:: Set task ::
Pick out every line in the rows below that contains the string "reply", and copy each one. Case counts.

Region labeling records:
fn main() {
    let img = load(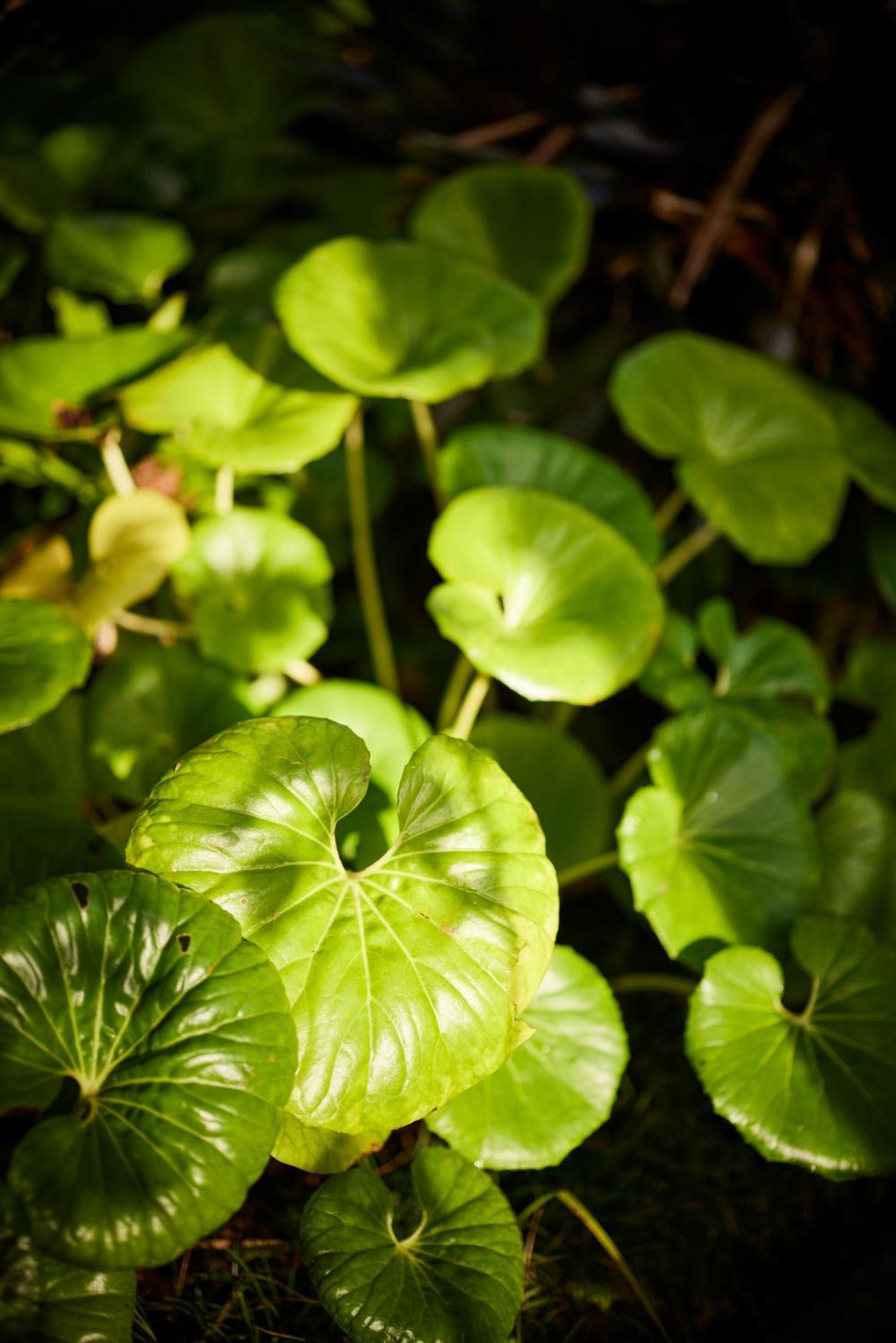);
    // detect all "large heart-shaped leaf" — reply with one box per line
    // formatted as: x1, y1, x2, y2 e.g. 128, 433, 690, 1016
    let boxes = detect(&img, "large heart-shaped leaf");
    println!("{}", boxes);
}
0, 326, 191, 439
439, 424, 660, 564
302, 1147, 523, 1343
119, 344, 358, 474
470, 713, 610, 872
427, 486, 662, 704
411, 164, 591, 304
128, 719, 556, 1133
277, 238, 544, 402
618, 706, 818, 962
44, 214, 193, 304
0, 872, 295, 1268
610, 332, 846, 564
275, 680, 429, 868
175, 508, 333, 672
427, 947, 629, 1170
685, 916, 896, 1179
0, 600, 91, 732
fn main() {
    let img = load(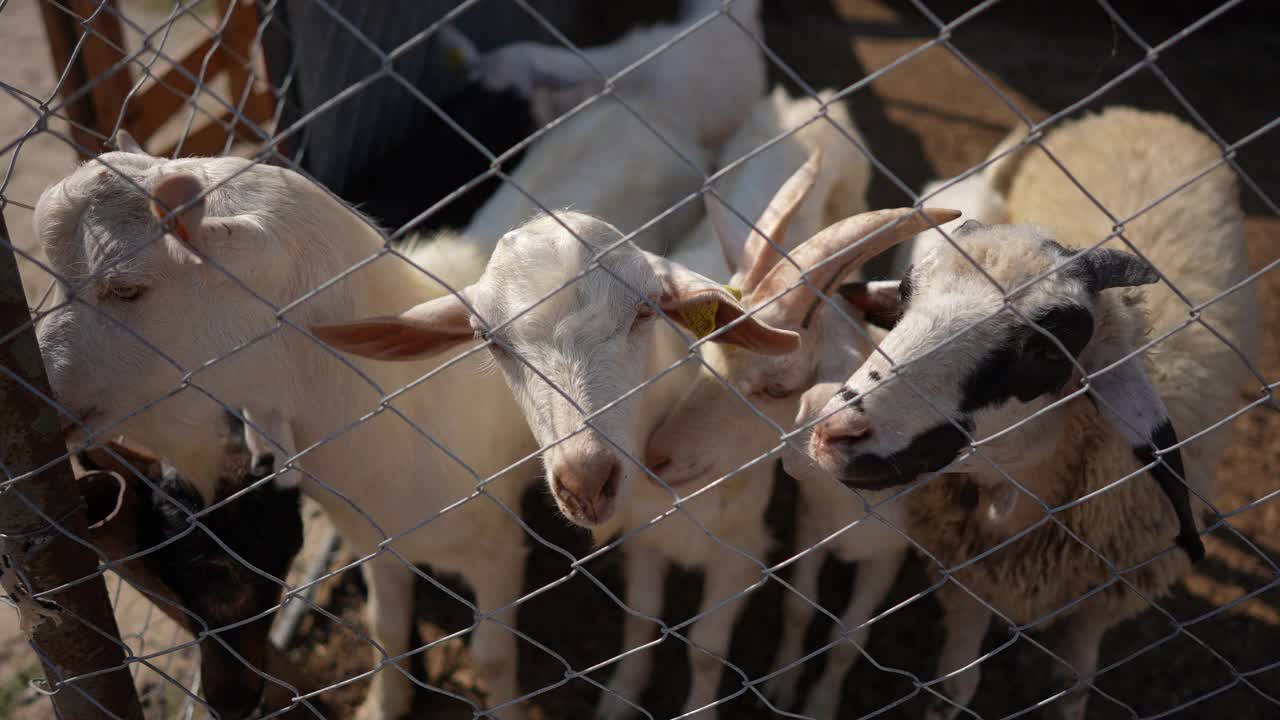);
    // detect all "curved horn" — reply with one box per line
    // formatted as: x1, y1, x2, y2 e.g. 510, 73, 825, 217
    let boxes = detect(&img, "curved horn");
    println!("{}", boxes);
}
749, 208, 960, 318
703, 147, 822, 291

:: Exercise solution ::
    // detect all "large heart-shaped leaf" — reply with one box per line
    // detect all "curved horn" — reply with one box per line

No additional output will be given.